> [Extracted entries]
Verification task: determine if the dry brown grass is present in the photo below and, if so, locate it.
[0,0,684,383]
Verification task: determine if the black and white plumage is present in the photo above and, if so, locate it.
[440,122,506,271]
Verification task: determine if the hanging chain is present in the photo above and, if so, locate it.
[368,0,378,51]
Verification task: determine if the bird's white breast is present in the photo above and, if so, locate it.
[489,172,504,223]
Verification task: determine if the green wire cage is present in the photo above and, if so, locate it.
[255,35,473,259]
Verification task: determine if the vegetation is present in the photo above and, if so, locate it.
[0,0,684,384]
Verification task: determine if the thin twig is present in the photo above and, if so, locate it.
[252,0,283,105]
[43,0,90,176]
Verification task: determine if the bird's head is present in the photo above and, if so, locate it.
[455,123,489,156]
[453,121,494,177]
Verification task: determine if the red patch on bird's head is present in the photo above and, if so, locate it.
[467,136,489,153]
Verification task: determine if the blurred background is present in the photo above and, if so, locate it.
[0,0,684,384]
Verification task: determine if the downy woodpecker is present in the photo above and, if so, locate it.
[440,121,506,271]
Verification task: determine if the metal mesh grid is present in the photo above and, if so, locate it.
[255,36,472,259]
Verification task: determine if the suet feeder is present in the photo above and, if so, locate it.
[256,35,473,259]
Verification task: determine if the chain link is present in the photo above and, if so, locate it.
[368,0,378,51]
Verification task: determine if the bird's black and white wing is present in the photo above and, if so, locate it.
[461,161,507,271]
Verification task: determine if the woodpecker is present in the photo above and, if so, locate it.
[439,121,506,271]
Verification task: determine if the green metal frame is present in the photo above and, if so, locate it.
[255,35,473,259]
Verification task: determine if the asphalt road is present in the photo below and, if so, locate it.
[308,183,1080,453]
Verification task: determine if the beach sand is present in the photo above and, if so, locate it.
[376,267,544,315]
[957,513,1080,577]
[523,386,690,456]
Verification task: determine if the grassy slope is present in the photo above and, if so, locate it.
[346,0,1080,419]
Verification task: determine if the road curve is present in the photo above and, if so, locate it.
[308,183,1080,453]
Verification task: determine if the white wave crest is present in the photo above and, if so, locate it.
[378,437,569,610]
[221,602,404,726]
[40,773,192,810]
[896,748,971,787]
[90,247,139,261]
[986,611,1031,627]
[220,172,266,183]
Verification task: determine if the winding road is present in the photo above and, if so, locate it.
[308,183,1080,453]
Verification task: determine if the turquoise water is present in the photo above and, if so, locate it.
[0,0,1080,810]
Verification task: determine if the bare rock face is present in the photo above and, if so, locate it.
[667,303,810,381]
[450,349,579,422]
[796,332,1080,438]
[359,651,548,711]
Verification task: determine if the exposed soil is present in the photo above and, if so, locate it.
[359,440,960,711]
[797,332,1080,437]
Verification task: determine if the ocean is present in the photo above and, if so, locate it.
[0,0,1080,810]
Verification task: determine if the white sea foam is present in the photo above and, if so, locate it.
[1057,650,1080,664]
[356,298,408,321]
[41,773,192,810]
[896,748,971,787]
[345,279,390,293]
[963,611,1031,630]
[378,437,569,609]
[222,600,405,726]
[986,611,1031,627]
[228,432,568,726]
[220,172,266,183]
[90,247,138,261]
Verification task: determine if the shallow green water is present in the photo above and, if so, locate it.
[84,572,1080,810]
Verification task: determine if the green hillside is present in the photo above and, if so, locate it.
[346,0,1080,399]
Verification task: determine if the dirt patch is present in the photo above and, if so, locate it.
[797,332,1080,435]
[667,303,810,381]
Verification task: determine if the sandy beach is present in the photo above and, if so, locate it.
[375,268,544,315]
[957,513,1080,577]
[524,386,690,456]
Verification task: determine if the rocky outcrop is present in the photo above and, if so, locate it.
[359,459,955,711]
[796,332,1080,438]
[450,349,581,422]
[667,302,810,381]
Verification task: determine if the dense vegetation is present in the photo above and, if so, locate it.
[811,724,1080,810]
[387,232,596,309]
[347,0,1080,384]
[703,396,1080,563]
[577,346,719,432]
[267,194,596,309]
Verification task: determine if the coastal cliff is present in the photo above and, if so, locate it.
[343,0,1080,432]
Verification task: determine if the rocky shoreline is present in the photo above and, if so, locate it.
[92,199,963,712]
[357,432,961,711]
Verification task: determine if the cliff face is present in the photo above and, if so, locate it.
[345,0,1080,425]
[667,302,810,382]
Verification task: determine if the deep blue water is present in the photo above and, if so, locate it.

> [What is expected] Reproduce all of the material above line for line, with no change to any character.

> [Response to this task]
Verification task: determine if the dry brown grass is present in the photo below and, if so, locate it.
[0,0,684,383]
Verification task: determine if the black and white plumage is present in the photo above and, if so, locate it.
[440,122,506,271]
Verification task: determine if the hanging chain is present in the photo above and, if so, locate it.
[368,0,378,51]
Verification task: determine if the bird's white breast is present in the photo above and, if so, locate it.
[489,172,504,223]
Verification task: determine if the green wire cage is present in the photo above and, if so, locate it.
[255,35,473,259]
Verification task: determine if the vegetation is present in the photo above and, if so, locate it.
[0,0,684,384]
Verification task: determine if the thin twig is present in the photo above and, if so, locate it.
[252,0,283,105]
[43,0,90,176]
Verification task: determine if the bird's head is present in the photo above and, if so, locate it.
[455,123,489,156]
[453,121,494,177]
Verification task: determine if the red patch on bird's head is present in the photo above and, if so, locate it.
[467,136,489,153]
Verification task: determine if the blurred background is present in the photo above and, if so, locate it.
[0,0,684,384]
Verification task: determine if the downy woodpecker is present in the photo above and, if so, locate it.
[440,121,506,271]
Verification task: determine if the metal mesh grid is present in the photo above and, if so, locate it.
[255,36,472,259]
Verification task: determine if the suet feeder is present in the photo above and, if so, locate it.
[256,35,473,259]
Verification task: determine if the chain link is present in the photo above and, if so, locate it.
[368,0,378,51]
Verification task: determine if the bird's black and white wing is present in the photo above and, if so, locate it.
[461,161,507,271]
Verification task: determine if the woodpecker is present in the photo above and, if so, locate it.
[439,121,506,271]
Verification task: determine if the green metal frame is present in the photo above and, if so, locate it.
[255,35,473,259]
Verification task: determine if the asphalt road is present in the photo below and, if so, locate it.
[308,183,1080,453]
Verification task: determine if the beach sand is present in the photo above and, if so, locate it.
[376,267,544,315]
[957,513,1080,577]
[523,386,690,456]
Verification task: determine if the grassy slope is present in the photo above and, if so, locate it.
[346,0,1080,419]
Verification task: determine if the road curve is present in the photo above and, if so, locate it.
[308,183,1080,453]
Verification task: determine if the white wave crest is present in the photo above and, if so, locate it.
[378,437,569,610]
[221,602,404,726]
[40,773,192,810]
[896,748,971,787]
[90,247,139,261]
[986,611,1031,627]
[220,172,266,183]
Verification task: determine if the winding road is present in the photo above and, if so, locate it.
[308,183,1080,453]
Verification task: determine if the turquoise water is present in the photo above and, if so, locate it.
[0,0,1080,810]
Verification task: determine if the bare rock face is present in the photo above and, if so, locate it.
[667,303,810,381]
[450,349,579,422]
[796,332,1080,438]
[359,651,548,711]
Verification task: determine if the exposed soil is present in the photo above and, if so, locate it.
[359,440,960,711]
[797,332,1080,437]
Verification task: determine if the ocean is present in the photo above and, if so, locate it.
[0,0,1080,810]
Verification task: determine if the white sea foam is present in the photo above and, if so, locate it.
[1057,650,1080,664]
[356,298,408,321]
[41,773,192,810]
[896,748,971,787]
[345,279,390,293]
[963,611,1031,630]
[378,437,569,609]
[222,600,405,726]
[986,611,1031,627]
[228,432,568,726]
[220,172,266,183]
[90,247,138,261]
Verification task: determine if the shallow green water is present in the photo above and, if so, locate it.
[84,572,1080,810]
Verification task: determine if the green hillside is present in the photo above and, if so, locate it.
[346,0,1080,399]
Verification task: determine if the dirt patch is present in the photo above and, if so, locate it.
[797,332,1080,435]
[667,303,810,381]
Verification task: determine if the sandy beach is present in the photo above and, if so, locate it.
[375,268,544,315]
[957,513,1080,577]
[524,386,690,456]
Verification task: determine if the rocky outcrop is present in the photo above and, if so, locate it.
[359,459,955,711]
[796,332,1080,438]
[450,349,581,422]
[667,302,810,381]
Verification task: determine if the dense vegetation is present in the photo above and, if so, locate it.
[811,724,1080,810]
[387,232,596,309]
[347,0,1080,384]
[703,396,1080,563]
[577,346,719,432]
[267,194,596,309]
Verification task: determine if the coastal cliff is present in the photo above and, if so, locate it.
[343,0,1080,432]
Verification task: determine if the rocky shoreline is present in the photo above and, if so, locate it.
[92,199,963,712]
[357,432,961,711]
Verification task: determine if the cliff face is present in the photo above and, if so, locate it.
[345,0,1080,425]
[667,302,810,382]
Verification task: determine if the deep blue water is present in the photo above and, if so, locate it.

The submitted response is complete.